Vos tâches>
1. Pouvez-vous résumer en deux phrases le texte sur la lutte contre le dépotoir de Richmond ?
2. Pouvez-vous rédiger la suite du texte sur la lutte contre le dépotoir de Richmond, à partir de l'endroit où il s'arrête ?

Texte fourni>

::::

Nous avons organisé des collectes de fonds colossales, des activités de création d'affiches, des campagnes de sensibilisation et des manifestations. Au cours des huit années suivantes, nous avons soumis plus de 6 000 pétitions et documents pour nous opposer à l’agrandissement de ce site d’enfouissement. L’ancien commissaire à l’environnement de l’Ontario, Gord Miller, a dit du dépotoir de Richmond qu’il s’agissait sans doute de l’un des pires endroits en Ontario où installer un dépotoir. Il a ajouté qu’il était extrêmement difficile, voire impossible, de faire un suivi de l’état du site.
En 2006, après huit années de lutte, le gouvernement de l’Ontario a décidé, contre toute attente, de rejeter le projet d’agrandissement du dépotoir, déclarant que des risques environnementaux considérables y étaient associés. Évidemment, tout le monde a célébré cette victoire en pensant que nous avions gagné la bataille, mais non, ce n’était pas terminé: juste à côté de l’endroit où Waste Management Inc. avait voulu construire le site d’enfouissement original, une décharge vieille de 50 ans était toujours ouverte. Comme elle était source de fuites, nous avons soupçonné qu’un lessivage toxique polluait le milieu environnant et les puits locaux.
En 2007, je suis devenu président du comité. Il faut comprendre que nous nous battions alors depuis huit ou neuf ans et que les bénévoles commençaient à s’épuiser. C’était un dur combat pour une petite collectivité rurale, mais, heureusement, il restait un noyau d’irréductibles, dont faisaient partie Mike Whalen, l’actuel président du comité, ainsi que Ian Munro, Marilyn Kendall, Jeff Whan, Steve Medd, Marilyn Carey, Janelle et Ken Tulloch, Carolyn Butts, Fred Whelan et Howard O’Connor. Ces personnes étaient tout simplement des citoyens qui se souciaient profondément du sort de notre région et qui étaient prêts à faire tous les sacrifices nécessaires pour la protéger contre les ravages de ce site d’enfouissement.
Et voilà qu'en 2010, la province a annoncé la fermeture forcée du site d'enfouissement. Malheureusement, le jour même, Waste Management est revenue et a annoncé un autre mandat d'évaluation environnementale. C'était la première fois dans l'histoire de l'Ontario qu'une entreprise était déboutée à la suite d'une évaluation environnementale et en demandait une autre exactement au même endroit avec pratiquement la même proposition.
Nous étions consternés. Nous étions en colère. Nous étions déterminés à ne pas laisser ce projet se poursuivre. Nous avons redoublé d'efforts pour vaincre ce que Waste Management appelait le Beechwood Road Environmental Centre. À mon avis, c'était une contradiction totale.
Au début de 2012, la province est finalement revenue et a approuvé un plan de surveillance environnementale qui comportait de graves lacunes. Nous en avions assez. Nous nous sommes dit que nous avions enfin l'occasion de demander l'autorisation d'interjeter appel auprès d'un tribunal de l'environnement pour enfin lancer un processus semi-judiciaire d'examen par des experts environnementaux et des juristes.

::::

Matériel fourni>

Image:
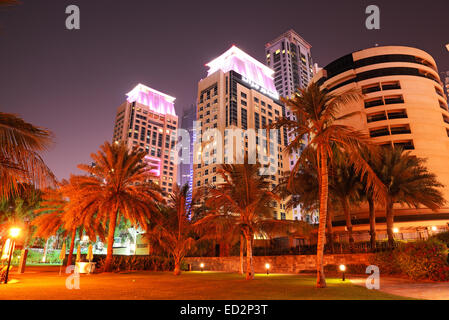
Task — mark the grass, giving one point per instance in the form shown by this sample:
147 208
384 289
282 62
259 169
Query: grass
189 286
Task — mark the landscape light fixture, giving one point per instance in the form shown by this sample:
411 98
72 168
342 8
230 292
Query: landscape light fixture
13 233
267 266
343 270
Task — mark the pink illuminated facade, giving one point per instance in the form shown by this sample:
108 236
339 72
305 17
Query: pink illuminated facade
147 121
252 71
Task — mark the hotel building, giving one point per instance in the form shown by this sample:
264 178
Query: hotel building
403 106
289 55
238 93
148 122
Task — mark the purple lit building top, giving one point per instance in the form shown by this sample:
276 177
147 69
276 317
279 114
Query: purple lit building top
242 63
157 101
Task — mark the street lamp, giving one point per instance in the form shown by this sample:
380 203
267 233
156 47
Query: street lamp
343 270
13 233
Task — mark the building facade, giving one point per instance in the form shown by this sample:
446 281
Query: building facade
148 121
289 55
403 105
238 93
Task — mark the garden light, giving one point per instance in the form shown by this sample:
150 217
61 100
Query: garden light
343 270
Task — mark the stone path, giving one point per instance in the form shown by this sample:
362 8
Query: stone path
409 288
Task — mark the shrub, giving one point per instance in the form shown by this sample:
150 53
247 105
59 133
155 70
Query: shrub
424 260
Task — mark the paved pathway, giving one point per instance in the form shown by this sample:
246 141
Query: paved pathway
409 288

::::

Réponses rédigées>
1. Pendant huit ans, une petite collectivité rurale s'est opposée par des collectes de fonds, des manifestations et plus de 6 000 pétitions et documents à l'agrandissement du site d'enfouissement de Richmond, projet que le gouvernement de l'Ontario a rejeté en 2006 en raison de risques environnementaux considérables. Le jour même où la province a annoncé en 2010 la fermeture forcée du site, Waste Management a demandé une nouvelle évaluation environnementale, puis en 2012 la province a approuvé un plan de surveillance aux graves lacunes, ce qui a amené le comité à vouloir interjeter appel auprès d'un tribunal de l'environnement.

2.
Nous avons ensuite entamé une période de trois ans de négociations avec Waste Management pour tenter de s'attaquer aux 36 recommandations. Après cela, en 2015, enfin, un procès a eu lieu et une décision a été rendue, et, bien sûr, elle a été en notre faveur et nous avons finalement forcé Waste Management à faire des tests de dépistage d'un produit chimique appelé le 1,4-dioxane, qui n'existe que dans le lixiviat. N'oublions pas que le lixiviat contient jusqu'à 10 000 produits chimiques.
L'entreprise effectuait toujours des tests de dépistage pour les produits chimiques qui existent dans le milieu naturel environnant. Ainsi, lorsqu'il y avait des hausses marquées, elle disait que c'était simplement Mère Nature, et non le lixiviat. Or, surprise, lorsqu'elle a enfin commencé à faire des tests pour dépister le 1,4-dioxane, elle a découvert que bon nombre des puits étaient contaminés, dont six puits résidentiels. Il est absolument épouvantable que l'entreprise ait pu dissimuler cette contamination pendant des décennies à l'insu de tous.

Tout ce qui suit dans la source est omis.